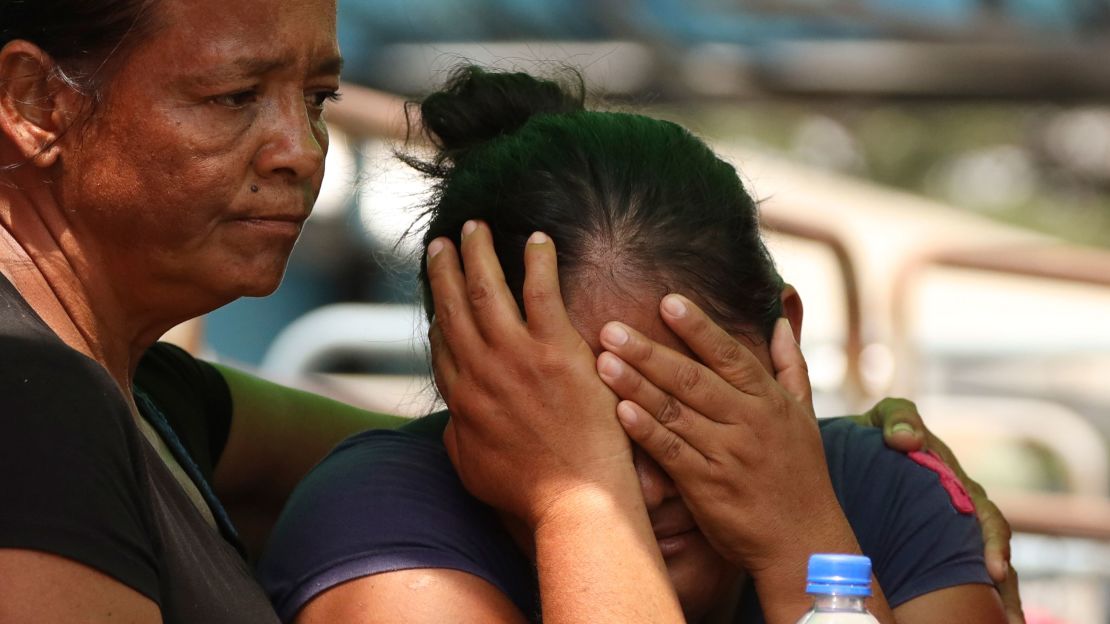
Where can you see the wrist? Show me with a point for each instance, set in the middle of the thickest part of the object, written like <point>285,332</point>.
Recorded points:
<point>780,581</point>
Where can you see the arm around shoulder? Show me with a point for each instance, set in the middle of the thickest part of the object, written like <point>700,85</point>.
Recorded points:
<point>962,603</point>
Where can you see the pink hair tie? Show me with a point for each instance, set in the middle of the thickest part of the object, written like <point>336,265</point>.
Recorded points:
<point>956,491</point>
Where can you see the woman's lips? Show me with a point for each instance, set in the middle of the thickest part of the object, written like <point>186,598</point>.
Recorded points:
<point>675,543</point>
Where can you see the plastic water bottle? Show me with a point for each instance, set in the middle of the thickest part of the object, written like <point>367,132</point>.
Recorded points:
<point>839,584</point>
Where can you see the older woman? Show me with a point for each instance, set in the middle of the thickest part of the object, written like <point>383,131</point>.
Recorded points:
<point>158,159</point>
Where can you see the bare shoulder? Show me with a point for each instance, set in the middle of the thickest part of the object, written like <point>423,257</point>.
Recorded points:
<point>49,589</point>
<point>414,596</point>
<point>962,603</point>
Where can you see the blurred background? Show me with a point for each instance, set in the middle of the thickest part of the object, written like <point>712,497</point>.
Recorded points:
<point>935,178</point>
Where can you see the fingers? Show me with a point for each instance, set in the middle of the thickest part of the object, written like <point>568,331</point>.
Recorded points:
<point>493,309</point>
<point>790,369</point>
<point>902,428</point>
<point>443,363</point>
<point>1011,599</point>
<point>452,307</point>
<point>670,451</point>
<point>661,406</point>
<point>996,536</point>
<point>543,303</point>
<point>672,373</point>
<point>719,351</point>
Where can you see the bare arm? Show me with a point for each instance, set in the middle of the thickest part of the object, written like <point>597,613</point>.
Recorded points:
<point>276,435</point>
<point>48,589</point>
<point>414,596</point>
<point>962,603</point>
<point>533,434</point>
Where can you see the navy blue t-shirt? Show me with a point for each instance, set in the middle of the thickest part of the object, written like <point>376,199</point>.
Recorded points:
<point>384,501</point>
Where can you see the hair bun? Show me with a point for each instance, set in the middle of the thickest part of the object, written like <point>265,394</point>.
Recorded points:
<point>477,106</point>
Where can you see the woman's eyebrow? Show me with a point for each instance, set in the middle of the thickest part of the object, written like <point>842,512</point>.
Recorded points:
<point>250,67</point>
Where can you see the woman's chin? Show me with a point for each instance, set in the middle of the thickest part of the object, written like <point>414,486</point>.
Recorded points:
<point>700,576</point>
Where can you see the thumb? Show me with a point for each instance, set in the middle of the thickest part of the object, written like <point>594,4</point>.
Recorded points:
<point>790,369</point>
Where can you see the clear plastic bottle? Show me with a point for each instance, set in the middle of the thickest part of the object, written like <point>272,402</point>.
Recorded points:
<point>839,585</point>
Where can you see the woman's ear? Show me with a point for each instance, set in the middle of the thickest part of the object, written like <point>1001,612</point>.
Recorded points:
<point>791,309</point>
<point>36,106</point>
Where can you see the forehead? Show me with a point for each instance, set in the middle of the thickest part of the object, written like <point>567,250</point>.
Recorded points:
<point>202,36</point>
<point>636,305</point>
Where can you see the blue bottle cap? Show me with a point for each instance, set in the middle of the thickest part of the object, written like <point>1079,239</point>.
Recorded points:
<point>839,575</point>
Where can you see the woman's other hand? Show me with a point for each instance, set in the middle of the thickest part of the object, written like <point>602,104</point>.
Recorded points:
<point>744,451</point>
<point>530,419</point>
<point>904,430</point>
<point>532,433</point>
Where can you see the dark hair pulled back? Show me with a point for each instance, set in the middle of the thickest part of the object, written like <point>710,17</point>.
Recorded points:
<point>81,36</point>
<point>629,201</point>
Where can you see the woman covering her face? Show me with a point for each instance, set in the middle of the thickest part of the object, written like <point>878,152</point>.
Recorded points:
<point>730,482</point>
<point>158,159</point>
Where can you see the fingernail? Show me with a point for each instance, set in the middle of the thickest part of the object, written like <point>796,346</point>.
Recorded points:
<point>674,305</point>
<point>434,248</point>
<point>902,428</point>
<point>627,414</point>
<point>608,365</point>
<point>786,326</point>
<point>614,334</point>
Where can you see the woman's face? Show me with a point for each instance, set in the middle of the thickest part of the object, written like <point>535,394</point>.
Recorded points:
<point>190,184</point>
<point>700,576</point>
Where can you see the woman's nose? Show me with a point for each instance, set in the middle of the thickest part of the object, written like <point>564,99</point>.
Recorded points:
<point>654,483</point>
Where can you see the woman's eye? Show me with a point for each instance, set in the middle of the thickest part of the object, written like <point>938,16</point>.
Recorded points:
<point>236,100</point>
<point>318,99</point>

- - - -

Goal: Rescale the material between the lines holding "Where can you see the woman's face?" and "<point>654,483</point>", inclusive, and give only those lines again, requests included. Multiply every coordinate in the recorded points by 1.9 and round to whole numbers, with halves rounded up, but leave the sample points inside the requests unchanged.

Written response:
Where can you see the woman's face? Show me with a point for each instance, set in the middle of the thickest part of the object, written like <point>535,394</point>.
Recorded points:
<point>361,350</point>
<point>1330,1094</point>
Where can you see the woman's nose? Show me with a point for each instance, set in the middle of the thickest part of the object, written like <point>564,99</point>.
Recorded points:
<point>1243,918</point>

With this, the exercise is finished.